» ASSIGNMENT
Could you write out exactly the lines from the one that contains "Per the specification, this detector localizes the interior" through the last line of the listing below, both included and nothing more?

» DATASET RECORDS

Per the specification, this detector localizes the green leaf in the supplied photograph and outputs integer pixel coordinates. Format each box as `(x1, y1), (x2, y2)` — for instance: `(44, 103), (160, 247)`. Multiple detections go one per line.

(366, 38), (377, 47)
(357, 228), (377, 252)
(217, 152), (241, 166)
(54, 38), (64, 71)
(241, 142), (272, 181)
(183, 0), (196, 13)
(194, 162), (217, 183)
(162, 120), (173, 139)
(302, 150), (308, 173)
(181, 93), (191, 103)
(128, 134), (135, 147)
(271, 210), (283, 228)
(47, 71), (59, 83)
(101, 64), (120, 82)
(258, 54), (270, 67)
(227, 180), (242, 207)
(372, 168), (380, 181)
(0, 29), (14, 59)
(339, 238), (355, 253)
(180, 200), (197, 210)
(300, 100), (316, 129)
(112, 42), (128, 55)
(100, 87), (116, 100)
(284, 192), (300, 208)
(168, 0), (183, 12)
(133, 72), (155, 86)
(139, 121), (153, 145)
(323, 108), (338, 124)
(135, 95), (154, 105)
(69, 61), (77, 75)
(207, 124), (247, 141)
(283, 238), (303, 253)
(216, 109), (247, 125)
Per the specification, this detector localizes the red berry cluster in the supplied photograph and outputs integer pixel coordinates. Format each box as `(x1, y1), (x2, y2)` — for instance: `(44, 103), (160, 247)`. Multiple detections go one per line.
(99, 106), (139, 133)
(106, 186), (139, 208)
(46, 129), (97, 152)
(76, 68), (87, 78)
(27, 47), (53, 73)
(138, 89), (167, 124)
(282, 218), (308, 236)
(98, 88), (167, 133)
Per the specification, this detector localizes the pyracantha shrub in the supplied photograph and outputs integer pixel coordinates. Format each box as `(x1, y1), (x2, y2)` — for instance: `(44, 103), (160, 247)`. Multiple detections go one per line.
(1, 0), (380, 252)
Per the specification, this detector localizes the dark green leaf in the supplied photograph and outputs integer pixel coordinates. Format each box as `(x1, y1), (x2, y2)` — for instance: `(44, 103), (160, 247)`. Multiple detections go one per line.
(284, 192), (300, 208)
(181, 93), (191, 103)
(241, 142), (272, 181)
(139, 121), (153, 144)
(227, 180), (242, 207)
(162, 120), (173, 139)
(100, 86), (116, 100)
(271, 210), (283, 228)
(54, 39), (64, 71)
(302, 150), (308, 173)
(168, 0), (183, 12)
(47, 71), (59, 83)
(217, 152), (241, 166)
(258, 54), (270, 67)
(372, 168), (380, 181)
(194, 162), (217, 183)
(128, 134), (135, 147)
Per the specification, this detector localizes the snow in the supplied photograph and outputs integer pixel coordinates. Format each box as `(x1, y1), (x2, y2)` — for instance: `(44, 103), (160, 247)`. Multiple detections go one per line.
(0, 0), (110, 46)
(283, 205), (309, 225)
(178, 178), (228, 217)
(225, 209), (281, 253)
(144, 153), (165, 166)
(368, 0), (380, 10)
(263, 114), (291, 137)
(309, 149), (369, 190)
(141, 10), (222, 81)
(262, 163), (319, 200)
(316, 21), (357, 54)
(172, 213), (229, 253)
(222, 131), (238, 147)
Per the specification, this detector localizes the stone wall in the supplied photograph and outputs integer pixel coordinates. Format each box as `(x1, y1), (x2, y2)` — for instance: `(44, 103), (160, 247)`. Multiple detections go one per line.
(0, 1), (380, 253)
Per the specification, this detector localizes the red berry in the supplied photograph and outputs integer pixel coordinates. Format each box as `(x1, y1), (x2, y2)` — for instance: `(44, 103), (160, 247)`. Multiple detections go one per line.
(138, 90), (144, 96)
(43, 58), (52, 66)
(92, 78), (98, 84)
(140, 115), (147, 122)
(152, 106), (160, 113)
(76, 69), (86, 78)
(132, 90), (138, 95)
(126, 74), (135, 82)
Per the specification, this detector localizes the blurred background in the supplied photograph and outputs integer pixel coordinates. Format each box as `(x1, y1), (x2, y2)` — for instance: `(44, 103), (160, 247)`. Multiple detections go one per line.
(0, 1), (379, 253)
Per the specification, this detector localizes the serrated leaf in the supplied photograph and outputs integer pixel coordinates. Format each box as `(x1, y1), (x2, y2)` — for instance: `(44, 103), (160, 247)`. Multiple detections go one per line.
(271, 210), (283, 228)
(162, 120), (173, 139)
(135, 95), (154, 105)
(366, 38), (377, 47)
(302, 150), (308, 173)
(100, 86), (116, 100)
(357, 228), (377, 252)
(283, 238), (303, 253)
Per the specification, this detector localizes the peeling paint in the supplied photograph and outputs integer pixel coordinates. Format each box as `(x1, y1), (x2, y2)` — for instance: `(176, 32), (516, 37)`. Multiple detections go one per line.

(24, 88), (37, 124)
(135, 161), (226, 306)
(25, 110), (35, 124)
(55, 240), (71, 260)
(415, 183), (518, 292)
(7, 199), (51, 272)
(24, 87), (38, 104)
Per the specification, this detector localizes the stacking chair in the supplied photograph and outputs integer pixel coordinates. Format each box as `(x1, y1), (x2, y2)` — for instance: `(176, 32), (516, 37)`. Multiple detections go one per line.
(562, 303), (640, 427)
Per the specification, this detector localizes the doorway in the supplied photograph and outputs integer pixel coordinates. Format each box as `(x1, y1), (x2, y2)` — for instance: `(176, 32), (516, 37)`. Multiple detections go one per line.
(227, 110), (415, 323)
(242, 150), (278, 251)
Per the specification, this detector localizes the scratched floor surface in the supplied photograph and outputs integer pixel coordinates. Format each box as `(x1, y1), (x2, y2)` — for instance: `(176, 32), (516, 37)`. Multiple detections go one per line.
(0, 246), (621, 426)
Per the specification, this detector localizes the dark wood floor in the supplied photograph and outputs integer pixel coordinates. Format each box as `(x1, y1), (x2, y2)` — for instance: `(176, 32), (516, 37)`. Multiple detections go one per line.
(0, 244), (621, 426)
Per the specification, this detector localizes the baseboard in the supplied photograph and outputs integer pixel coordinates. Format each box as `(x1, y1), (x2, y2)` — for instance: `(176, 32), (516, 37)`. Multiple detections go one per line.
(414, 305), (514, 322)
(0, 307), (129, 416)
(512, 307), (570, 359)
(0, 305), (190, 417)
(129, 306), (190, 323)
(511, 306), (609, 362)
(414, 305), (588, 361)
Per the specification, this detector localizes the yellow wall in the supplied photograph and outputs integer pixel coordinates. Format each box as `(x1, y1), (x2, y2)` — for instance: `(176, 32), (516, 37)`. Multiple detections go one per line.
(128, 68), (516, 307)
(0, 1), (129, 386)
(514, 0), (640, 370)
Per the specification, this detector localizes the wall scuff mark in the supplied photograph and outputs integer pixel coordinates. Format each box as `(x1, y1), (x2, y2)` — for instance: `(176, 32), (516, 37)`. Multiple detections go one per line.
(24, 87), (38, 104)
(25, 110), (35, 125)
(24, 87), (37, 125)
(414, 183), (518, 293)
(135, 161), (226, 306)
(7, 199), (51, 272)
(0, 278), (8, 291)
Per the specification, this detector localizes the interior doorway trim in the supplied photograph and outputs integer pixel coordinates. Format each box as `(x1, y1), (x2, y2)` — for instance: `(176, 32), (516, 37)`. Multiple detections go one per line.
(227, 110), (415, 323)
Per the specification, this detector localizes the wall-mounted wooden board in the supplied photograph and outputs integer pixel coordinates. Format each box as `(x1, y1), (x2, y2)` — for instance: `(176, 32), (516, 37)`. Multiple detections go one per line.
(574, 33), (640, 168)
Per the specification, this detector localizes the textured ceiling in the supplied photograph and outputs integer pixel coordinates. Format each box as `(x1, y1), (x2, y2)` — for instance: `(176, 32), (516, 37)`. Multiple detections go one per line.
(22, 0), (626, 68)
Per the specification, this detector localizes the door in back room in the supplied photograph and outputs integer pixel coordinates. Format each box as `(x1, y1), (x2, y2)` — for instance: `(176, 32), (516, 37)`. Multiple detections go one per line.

» RESPONSE
Per the specification, this detector localizes the interior doorway trim in the supplied photograph and outputs integer pixel coordinates. Format each box as `(x1, y1), (x2, y2)` — for instance: `(176, 32), (516, 37)`. Multiple detections go one per line.
(227, 110), (415, 323)
Per the specification, this detector localizes the wall-mounted wooden board in the supplied photograph and outputs integer pixel coordinates. Format each box as `(x1, y1), (x2, y2)` — for instance: `(176, 32), (516, 37)`. Multiple detections go one per line.
(574, 33), (640, 168)
Per the specification, this detector localizes the textured ceiling in the supplied photograph and outputs integer pixel coordinates. Format each box as `(x1, y1), (x2, y2)` — for instance: `(176, 32), (516, 37)`. Multiple detections go one per line.
(22, 0), (626, 68)
Per the specification, this detector localizes the door in back room in the supplied photograph and outputs integer pixel coordinates. Format each box as `(x1, y1), (x2, y2)` — for instance: `(176, 32), (516, 37)`. Multiple detections go one per line.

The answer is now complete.